GIVEN DATA:
▬▬▬▬▬▬▬▬▬▬
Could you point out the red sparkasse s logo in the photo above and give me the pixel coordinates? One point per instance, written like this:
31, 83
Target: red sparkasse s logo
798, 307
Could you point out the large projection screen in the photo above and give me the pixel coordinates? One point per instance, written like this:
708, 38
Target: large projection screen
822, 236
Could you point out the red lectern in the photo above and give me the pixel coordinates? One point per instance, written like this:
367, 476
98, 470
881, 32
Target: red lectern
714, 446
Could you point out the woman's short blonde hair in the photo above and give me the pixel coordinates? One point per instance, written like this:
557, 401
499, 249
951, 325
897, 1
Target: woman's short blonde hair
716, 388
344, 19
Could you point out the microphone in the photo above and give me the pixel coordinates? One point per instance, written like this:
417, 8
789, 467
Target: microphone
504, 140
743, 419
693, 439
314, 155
▬▬▬▬▬▬▬▬▬▬
AIM OF THE EXERCISE:
Copy out the entries in full, exactly as they appear.

EXERCISE RESULT:
Could you point out the red sparkasse s logo in the photo above and give me the pixel coordinates? One point per instance, written like this:
31, 83
Target: red sparkasse s logo
798, 307
Could you point out the large projection screen in the photo above and give me the pixel coordinates? One point per instance, written like this:
708, 38
Target: large projection screen
822, 236
Could you point out the red lectern in the photo above and give me the pixel coordinates? One point per instance, written like this:
367, 476
98, 470
881, 32
Target: red lectern
714, 446
Could you point out the woman's short blonde hair in the photo above and give me the pixel coordinates? One point per instance, written like this:
557, 401
499, 249
951, 325
897, 1
Target: woman's short blonde hair
716, 388
344, 19
Could you point out the microphone in the photo above and give me the pixel coordinates? One point per instance, written like this:
417, 8
789, 467
Target: microphone
504, 140
743, 419
693, 439
314, 155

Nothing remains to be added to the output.